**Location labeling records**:
┄┄┄┄┄┄

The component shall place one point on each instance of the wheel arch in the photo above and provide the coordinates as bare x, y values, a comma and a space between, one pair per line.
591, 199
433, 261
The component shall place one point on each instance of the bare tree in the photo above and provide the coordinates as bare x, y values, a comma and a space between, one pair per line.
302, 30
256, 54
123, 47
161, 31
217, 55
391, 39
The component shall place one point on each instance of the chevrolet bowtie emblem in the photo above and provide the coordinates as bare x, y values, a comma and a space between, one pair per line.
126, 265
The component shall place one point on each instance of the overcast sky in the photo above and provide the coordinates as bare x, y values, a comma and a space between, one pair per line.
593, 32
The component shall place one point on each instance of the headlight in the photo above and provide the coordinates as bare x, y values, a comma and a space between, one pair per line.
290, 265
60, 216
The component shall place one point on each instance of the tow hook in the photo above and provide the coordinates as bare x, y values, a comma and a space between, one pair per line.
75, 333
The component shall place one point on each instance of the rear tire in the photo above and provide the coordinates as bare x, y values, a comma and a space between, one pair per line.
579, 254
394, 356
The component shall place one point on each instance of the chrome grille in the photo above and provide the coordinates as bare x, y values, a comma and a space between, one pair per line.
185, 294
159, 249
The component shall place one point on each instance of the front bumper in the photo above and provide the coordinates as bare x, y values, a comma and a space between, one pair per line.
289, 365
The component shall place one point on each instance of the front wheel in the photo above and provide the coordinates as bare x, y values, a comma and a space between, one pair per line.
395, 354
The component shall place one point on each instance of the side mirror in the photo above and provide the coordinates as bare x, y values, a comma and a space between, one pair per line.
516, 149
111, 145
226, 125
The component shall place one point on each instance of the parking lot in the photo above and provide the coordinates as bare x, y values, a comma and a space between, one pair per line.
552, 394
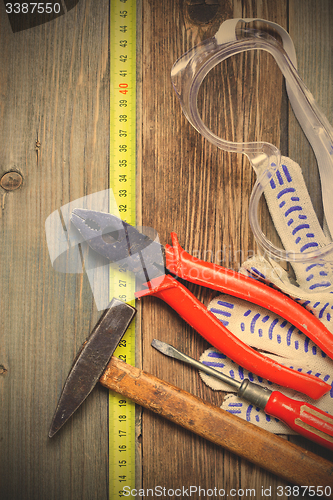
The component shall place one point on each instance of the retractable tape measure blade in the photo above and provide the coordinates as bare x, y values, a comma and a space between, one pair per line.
122, 182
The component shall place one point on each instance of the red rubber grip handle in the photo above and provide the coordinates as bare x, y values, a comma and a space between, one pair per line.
205, 323
303, 418
225, 280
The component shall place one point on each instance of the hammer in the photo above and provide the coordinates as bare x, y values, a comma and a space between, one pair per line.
95, 363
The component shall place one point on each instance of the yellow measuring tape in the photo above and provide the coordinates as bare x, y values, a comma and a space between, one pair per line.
122, 182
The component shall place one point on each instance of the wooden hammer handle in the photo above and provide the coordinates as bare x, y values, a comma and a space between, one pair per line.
278, 456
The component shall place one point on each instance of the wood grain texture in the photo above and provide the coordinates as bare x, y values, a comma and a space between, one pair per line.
287, 461
54, 109
202, 194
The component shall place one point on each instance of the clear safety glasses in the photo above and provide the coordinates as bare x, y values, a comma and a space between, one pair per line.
233, 37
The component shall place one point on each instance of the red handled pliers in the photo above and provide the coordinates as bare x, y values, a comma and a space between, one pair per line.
118, 241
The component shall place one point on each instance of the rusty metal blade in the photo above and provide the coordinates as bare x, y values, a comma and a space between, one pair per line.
92, 360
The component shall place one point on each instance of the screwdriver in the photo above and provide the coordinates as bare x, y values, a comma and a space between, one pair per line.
302, 417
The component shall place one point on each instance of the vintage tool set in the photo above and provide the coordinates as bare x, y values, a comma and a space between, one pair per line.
158, 269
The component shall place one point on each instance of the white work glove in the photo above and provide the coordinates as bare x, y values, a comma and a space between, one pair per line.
299, 230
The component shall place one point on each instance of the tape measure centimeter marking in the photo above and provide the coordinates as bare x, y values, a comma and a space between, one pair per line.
122, 182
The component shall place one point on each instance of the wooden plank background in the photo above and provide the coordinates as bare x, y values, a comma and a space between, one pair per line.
54, 109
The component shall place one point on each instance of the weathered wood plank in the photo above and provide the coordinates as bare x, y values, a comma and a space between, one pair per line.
54, 87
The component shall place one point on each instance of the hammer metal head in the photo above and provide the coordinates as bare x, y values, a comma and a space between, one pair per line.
92, 360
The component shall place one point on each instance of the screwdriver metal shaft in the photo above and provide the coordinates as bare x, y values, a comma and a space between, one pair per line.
302, 417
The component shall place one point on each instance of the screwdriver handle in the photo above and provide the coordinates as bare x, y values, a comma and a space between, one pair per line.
208, 326
303, 418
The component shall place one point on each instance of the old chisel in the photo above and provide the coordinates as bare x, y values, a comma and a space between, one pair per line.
282, 458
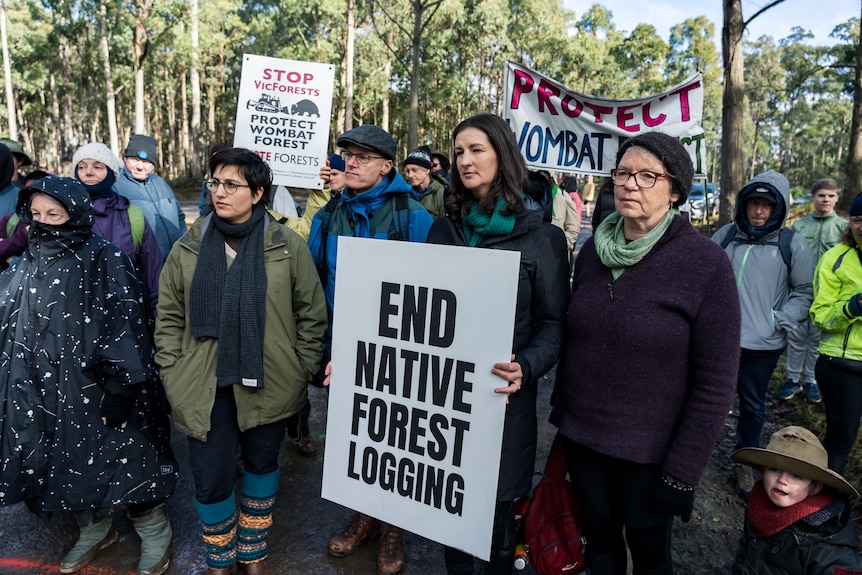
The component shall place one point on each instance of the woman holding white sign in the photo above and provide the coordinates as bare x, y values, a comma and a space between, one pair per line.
493, 206
649, 369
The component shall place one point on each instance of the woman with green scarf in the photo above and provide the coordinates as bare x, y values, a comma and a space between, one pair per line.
648, 372
493, 205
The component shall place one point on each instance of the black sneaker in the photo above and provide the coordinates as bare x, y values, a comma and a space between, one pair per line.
812, 393
789, 389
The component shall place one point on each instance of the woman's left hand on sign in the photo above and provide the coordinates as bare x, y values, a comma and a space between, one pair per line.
327, 374
512, 373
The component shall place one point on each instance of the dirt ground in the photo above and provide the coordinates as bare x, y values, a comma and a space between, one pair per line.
708, 543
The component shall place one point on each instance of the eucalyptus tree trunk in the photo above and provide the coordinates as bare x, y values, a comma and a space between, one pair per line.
732, 169
414, 74
110, 98
348, 66
854, 155
141, 45
387, 73
7, 74
194, 153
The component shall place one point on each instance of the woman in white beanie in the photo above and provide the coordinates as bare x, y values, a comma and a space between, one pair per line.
97, 167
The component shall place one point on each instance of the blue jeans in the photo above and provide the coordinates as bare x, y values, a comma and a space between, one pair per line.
752, 383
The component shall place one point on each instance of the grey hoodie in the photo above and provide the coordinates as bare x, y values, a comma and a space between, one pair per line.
774, 299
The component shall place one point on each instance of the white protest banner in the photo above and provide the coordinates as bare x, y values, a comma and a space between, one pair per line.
414, 428
562, 130
282, 114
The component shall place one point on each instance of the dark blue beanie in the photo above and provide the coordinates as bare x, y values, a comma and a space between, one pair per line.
336, 162
856, 206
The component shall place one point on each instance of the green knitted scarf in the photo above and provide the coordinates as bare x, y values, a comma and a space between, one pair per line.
618, 255
478, 223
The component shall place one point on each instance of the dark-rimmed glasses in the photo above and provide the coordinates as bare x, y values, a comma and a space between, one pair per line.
644, 179
229, 186
361, 158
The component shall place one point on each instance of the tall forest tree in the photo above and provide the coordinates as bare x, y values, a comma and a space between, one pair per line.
732, 105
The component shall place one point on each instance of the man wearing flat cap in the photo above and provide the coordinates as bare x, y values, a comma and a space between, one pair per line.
773, 268
372, 188
417, 172
152, 194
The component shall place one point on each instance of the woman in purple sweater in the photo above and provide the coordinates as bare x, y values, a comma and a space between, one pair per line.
648, 372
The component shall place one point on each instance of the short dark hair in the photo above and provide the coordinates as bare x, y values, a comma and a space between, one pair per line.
252, 167
510, 180
825, 184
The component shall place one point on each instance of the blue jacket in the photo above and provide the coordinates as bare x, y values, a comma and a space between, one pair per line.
8, 199
111, 221
161, 208
353, 217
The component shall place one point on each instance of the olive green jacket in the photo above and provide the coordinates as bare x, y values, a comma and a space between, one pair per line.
293, 339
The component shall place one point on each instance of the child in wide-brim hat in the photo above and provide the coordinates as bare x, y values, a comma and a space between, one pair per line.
798, 519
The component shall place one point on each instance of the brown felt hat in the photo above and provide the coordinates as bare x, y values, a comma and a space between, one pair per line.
795, 450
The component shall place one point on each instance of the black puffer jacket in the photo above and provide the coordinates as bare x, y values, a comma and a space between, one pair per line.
543, 296
802, 548
74, 341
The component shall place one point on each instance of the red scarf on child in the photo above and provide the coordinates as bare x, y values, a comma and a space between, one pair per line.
768, 519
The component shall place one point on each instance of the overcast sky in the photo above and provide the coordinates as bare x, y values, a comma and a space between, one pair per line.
776, 22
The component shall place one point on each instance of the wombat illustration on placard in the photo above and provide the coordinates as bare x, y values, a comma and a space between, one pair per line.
304, 108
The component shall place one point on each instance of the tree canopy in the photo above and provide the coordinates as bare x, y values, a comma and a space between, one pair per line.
420, 66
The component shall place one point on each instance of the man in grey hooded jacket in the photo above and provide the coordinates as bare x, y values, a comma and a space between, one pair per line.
773, 269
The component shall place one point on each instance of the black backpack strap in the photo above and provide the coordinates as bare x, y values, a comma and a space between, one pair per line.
728, 237
325, 225
785, 237
400, 218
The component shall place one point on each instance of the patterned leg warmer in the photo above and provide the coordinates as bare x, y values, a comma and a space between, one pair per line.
218, 524
255, 515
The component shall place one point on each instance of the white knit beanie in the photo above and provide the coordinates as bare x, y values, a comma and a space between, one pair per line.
100, 153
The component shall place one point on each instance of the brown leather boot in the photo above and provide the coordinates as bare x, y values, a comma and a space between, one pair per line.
360, 528
257, 568
390, 559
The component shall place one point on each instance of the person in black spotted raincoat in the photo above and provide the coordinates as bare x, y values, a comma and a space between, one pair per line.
83, 424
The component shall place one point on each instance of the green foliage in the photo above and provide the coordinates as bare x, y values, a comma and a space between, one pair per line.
798, 102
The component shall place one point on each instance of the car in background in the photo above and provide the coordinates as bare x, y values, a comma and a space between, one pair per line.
698, 198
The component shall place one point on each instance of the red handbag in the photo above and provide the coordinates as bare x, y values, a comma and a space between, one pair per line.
552, 529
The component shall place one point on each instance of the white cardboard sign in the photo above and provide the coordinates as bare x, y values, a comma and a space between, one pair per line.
414, 427
283, 113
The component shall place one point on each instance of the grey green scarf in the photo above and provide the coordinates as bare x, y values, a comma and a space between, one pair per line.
478, 223
618, 255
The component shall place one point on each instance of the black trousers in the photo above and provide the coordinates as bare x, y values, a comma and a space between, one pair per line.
617, 495
213, 461
842, 402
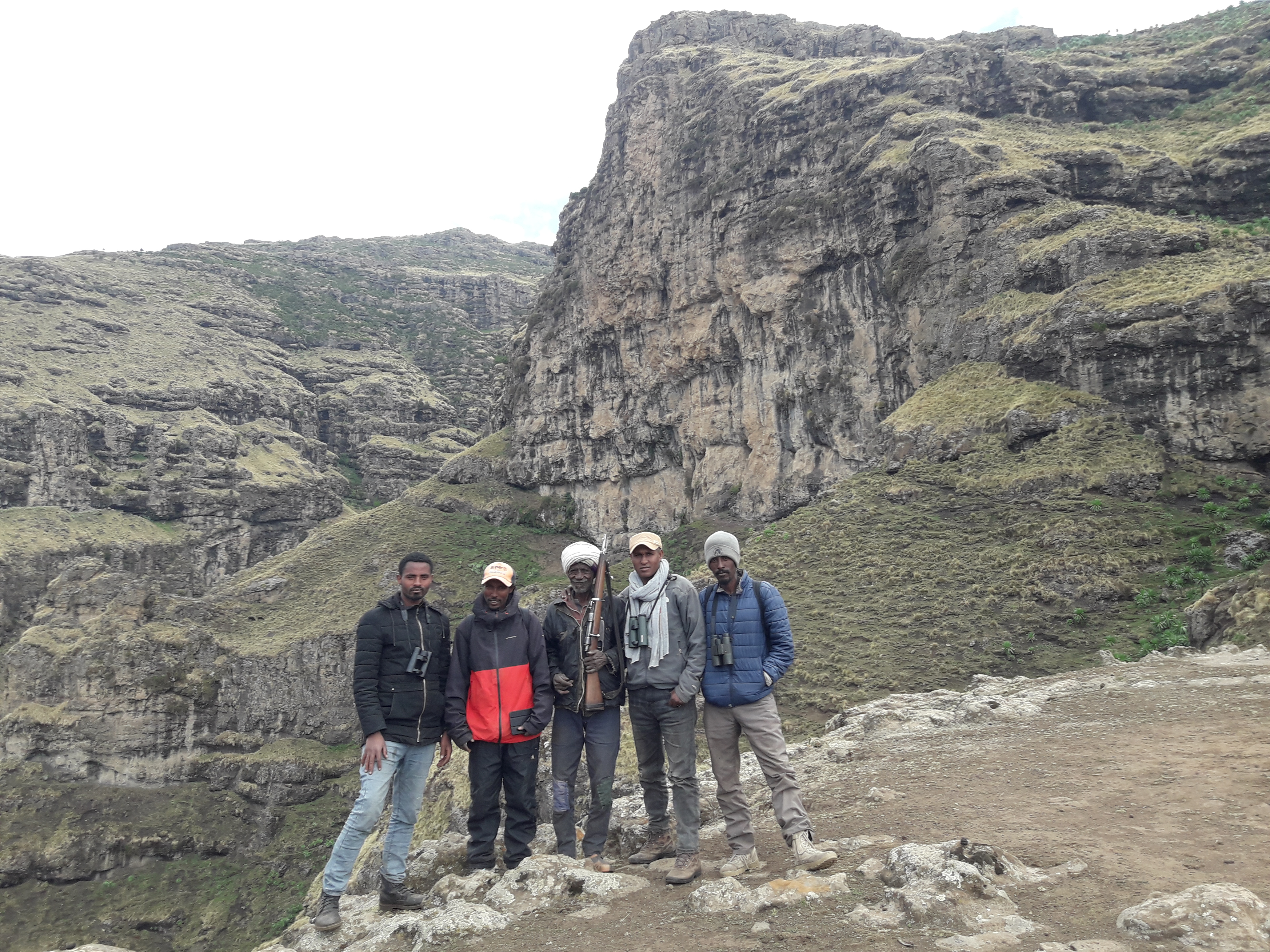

┄┄┄┄┄┄

**PROBLEM TO WORK ON**: Locate every line in the items above that contains the word "front", and copy each of those lines in full.

**SOLUTION**:
The component shall place one point on each instance of the front bumper in the photo above and provide the coordinates as bare x, y values, a comma and a space between, one pair per line.
The component shall place one point on each instance of the front wheel in the photo above and provide the coordinates as bare x, y values, a comma and a space between, one pair per line.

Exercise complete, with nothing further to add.